Selected passage:
I avoided drugs altogether or drinking too much because I was afraid of losing conscious control, which could lead me to accidentally disclose my secret.
Thanks for sharing this. When I read it, I can relate to it. Even though I've struggled with addiction nearly my whole life, I've also had periods of sobriety. During those periods, I actually had visceral reactions to the thought of drinking with friends. I didn't want to lose control. Then during times where I was actively taking pills and/or drinking, that was also about control, but in a totally different way. It really does seem to me that control often plays a big role with this.
 
if anyone else had similar concerns regarding loss of control surrounding substance abuse
I started to drink before I was 10 and by 12 I was smoking cigarettes, pot and getting dunk. It just got worse intro to hard drugs by a perpetuator, 15 16 and 17 I was totally addicted to Crystal meth. After 8 months in and adult prison at 17 I didn't touch those kind of drugs again. I continued to smoke pot and did more LSD and mushrooms. In my 20's left all the drugs behind and pot behind and went to drinking to excess to pass out at night. The only time I didn't drink to pass out was at sea working on fish boats, coniyuned to drink in excess until in my 40's and my doctor told me if I would quit drinking he would treat my pain. I did for about 5 years and then started to have a beer everyone and then and that lead to drinking a drink of brandy almost every night. I was hardly sleeping and my Psychiatrist suggested that it maybe part of the reason. So now I don't drink anymore maybe have a drink with company. I use Medical Cannabis now and it is helping me but took a few other medications to allow me to sleep. I sleep fair now on most night and sometimes good. I have to much medication and am trying to leave some behind. The problem is when ever I drop one I find out it was helping me so I go back onto them. Having to take all of this medication is depressing, it is better than drinking to pass out.

I think I have already kind of told you this before. I wish you all the luck and strength it is going to take and know you can talk to me about it anytime my friend
 
I may have posted this before but it seems apropos to this conversation... 12 Steps of Trauma Anonymous... a mythical program... but at least these are steps to which I can relate.

12 Steps of Trauma Anonymous
  1. Acknowledged the reality of trauma we experienced that made our lives unmanageable.

Brief:
Transcribe the part of the forum discussion on substance use and loss of control from "I may have posted" up to and including "I can relate.", with its wording unchanged.

Given data:
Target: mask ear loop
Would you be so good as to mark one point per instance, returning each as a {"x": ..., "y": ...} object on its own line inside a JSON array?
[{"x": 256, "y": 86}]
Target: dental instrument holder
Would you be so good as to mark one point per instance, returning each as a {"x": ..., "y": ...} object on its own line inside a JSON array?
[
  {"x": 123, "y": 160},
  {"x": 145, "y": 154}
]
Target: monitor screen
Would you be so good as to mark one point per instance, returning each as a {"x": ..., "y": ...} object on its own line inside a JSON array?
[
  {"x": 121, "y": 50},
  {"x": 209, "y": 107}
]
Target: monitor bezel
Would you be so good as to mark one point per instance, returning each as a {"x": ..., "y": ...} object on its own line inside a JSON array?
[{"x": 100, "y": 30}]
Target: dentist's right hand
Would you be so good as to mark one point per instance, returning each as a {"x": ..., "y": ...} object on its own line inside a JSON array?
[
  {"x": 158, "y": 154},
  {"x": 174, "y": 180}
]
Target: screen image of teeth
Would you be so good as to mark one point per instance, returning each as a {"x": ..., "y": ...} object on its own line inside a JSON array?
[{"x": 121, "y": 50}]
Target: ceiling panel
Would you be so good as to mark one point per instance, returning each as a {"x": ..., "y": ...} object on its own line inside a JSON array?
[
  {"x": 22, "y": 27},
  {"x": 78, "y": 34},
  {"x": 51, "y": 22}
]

Exercise result:
I may have posted this before but it seems apropos to this conversation... 12 Steps of Trauma Anonymous... a mythical program... but at least these are steps to which I can relate.